[EXTRACTED DATA — start]

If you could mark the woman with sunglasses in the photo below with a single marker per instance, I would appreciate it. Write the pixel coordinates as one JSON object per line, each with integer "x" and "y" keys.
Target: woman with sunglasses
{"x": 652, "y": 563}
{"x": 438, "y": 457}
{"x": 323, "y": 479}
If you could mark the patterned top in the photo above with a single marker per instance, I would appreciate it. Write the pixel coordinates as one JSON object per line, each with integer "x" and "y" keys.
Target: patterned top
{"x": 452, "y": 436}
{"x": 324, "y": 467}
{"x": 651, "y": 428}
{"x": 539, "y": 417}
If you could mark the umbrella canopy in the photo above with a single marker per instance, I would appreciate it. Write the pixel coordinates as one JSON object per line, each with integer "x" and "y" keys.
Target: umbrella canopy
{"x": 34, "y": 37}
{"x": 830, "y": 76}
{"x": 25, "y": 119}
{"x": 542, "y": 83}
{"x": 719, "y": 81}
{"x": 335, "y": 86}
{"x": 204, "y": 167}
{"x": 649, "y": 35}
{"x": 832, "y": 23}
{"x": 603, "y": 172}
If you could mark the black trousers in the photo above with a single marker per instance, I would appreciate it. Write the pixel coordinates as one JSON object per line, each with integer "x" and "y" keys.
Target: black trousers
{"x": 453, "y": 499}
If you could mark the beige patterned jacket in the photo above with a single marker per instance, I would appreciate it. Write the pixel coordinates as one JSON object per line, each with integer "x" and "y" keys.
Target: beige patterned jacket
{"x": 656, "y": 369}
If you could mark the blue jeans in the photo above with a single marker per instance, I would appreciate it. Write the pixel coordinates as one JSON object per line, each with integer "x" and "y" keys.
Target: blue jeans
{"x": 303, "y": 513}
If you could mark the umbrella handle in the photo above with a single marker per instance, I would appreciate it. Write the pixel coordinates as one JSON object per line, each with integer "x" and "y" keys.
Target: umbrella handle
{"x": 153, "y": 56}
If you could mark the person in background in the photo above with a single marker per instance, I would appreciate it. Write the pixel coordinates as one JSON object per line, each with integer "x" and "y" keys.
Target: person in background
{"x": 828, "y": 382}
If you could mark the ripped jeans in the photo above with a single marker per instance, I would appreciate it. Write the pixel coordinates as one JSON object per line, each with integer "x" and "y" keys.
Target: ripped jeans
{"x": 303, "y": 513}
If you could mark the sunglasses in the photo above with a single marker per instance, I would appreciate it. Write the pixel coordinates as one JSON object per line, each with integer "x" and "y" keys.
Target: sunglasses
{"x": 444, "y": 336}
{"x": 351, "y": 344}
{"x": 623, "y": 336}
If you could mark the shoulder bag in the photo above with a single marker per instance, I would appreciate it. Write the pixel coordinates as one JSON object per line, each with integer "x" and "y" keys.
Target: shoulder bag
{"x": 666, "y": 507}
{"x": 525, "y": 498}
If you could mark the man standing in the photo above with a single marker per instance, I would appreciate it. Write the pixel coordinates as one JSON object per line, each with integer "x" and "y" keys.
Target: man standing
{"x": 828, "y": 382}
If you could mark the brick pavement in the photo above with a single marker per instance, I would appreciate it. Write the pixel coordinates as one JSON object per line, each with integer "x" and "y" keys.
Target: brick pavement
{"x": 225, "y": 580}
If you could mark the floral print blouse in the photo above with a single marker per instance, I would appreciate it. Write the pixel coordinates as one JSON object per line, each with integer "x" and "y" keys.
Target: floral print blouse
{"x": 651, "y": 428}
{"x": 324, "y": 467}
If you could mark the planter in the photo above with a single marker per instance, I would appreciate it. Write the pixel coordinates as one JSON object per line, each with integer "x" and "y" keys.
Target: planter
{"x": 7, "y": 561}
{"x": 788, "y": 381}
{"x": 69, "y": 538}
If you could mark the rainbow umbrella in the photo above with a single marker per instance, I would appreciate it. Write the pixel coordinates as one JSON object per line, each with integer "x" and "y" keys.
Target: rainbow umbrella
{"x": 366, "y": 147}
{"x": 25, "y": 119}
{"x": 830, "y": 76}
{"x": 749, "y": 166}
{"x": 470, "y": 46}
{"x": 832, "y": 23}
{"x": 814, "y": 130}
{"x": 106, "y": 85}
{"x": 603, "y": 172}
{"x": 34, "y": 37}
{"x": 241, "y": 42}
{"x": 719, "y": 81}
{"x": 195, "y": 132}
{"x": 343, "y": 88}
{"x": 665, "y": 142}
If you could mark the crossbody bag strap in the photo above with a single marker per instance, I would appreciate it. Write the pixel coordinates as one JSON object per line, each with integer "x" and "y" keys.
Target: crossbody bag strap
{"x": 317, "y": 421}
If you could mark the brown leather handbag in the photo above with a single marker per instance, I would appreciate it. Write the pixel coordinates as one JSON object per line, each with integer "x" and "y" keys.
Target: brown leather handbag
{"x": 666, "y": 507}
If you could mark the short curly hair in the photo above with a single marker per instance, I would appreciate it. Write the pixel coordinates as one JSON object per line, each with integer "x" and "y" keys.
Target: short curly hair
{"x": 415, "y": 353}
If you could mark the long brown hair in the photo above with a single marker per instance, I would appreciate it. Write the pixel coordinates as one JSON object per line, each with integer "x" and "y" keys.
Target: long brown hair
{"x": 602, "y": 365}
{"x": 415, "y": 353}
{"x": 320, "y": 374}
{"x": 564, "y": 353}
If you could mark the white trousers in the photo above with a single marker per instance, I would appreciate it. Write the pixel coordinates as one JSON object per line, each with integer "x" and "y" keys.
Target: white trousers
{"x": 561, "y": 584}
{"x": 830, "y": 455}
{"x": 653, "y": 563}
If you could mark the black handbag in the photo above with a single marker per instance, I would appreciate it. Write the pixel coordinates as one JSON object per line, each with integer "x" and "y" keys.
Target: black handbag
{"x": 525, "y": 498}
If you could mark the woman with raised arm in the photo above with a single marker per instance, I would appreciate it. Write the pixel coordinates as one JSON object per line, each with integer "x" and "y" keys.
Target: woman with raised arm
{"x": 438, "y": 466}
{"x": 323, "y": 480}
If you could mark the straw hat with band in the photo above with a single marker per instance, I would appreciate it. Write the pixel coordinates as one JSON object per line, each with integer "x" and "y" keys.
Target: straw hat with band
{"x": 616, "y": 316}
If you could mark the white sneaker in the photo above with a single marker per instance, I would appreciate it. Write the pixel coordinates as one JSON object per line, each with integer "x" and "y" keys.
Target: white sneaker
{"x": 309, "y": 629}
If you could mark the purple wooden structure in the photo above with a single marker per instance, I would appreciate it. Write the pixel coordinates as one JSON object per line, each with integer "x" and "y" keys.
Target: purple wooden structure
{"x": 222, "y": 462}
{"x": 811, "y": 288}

[EXTRACTED DATA — finish]
[EXTRACTED DATA — start]

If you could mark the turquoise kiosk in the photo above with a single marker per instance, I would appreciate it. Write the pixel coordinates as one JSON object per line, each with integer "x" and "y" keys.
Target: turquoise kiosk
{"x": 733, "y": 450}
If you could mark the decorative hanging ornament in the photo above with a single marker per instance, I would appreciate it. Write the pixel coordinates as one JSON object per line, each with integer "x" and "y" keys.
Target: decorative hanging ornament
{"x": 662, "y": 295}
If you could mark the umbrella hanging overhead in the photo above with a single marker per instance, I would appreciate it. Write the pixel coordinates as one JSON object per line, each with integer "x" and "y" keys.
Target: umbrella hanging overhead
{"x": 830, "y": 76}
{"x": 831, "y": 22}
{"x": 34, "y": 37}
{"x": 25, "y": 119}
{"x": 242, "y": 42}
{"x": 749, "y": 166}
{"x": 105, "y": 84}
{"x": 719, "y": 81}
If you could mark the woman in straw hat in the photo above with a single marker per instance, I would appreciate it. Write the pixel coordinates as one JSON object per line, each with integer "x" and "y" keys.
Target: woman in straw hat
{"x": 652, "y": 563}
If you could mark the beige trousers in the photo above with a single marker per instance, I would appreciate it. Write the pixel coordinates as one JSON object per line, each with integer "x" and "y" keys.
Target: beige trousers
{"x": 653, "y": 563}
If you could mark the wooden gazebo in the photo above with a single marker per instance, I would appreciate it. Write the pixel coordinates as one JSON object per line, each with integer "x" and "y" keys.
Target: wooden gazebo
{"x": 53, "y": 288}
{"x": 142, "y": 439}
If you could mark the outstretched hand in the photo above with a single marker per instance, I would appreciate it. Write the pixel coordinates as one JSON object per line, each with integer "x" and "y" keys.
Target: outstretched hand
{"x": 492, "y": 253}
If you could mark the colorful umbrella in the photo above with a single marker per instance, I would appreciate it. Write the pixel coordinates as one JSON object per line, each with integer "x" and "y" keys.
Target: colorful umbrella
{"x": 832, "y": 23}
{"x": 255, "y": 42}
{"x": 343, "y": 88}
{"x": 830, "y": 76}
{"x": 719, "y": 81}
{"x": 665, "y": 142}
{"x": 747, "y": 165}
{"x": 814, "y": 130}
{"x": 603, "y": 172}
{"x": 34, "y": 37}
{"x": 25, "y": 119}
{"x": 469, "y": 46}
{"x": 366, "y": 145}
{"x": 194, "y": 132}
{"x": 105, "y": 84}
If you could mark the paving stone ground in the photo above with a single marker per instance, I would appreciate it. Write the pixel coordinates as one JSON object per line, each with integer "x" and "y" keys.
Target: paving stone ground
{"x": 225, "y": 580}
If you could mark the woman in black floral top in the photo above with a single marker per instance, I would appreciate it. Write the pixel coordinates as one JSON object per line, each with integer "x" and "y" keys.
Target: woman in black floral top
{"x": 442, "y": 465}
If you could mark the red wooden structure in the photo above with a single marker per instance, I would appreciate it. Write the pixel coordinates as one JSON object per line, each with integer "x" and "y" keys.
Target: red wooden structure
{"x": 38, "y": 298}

[EXTRACTED DATA — finish]
[EXTRACTED DATA — start]

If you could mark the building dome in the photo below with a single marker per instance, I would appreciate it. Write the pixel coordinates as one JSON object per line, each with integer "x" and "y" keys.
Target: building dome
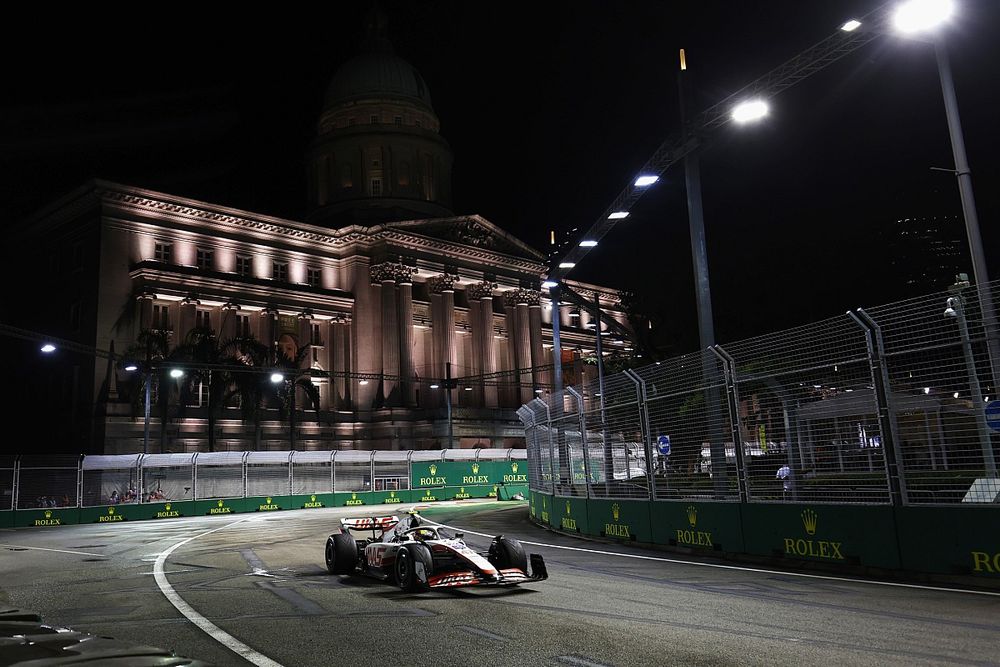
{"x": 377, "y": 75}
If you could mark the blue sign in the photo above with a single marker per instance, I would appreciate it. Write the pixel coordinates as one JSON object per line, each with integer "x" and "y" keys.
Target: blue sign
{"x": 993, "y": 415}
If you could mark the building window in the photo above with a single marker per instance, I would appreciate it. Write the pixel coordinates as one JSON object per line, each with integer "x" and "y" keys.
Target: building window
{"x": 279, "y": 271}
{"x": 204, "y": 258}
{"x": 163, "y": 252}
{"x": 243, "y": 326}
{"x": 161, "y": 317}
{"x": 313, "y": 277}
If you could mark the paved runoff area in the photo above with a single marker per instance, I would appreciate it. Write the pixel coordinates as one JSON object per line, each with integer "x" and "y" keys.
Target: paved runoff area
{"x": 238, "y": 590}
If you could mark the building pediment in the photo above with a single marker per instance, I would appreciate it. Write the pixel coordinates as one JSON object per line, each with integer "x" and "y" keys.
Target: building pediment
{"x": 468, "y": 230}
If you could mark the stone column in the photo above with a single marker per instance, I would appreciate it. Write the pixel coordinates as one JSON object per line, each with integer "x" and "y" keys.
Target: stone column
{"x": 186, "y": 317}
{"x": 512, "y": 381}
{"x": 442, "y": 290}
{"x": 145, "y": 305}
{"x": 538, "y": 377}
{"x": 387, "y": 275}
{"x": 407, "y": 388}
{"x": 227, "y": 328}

[EXTRACTED DATA — finish]

-- WORK TO BE COMPLETED --
Copy out, from the records above, every line that holds the string "below".

-- REPLY --
If you could mark the woman with sunglasses in the photo below with a single marker per instance, I would appreciate it. Write the pixel coordinates as one JSON object per line, each with integer "x" and "y" keys.
If you could mark the building dome in the photo below with a single marker per instance, I would appreciate it. Write the pixel coordinates as one JSON object per line, each with integer "x" and "y" keys.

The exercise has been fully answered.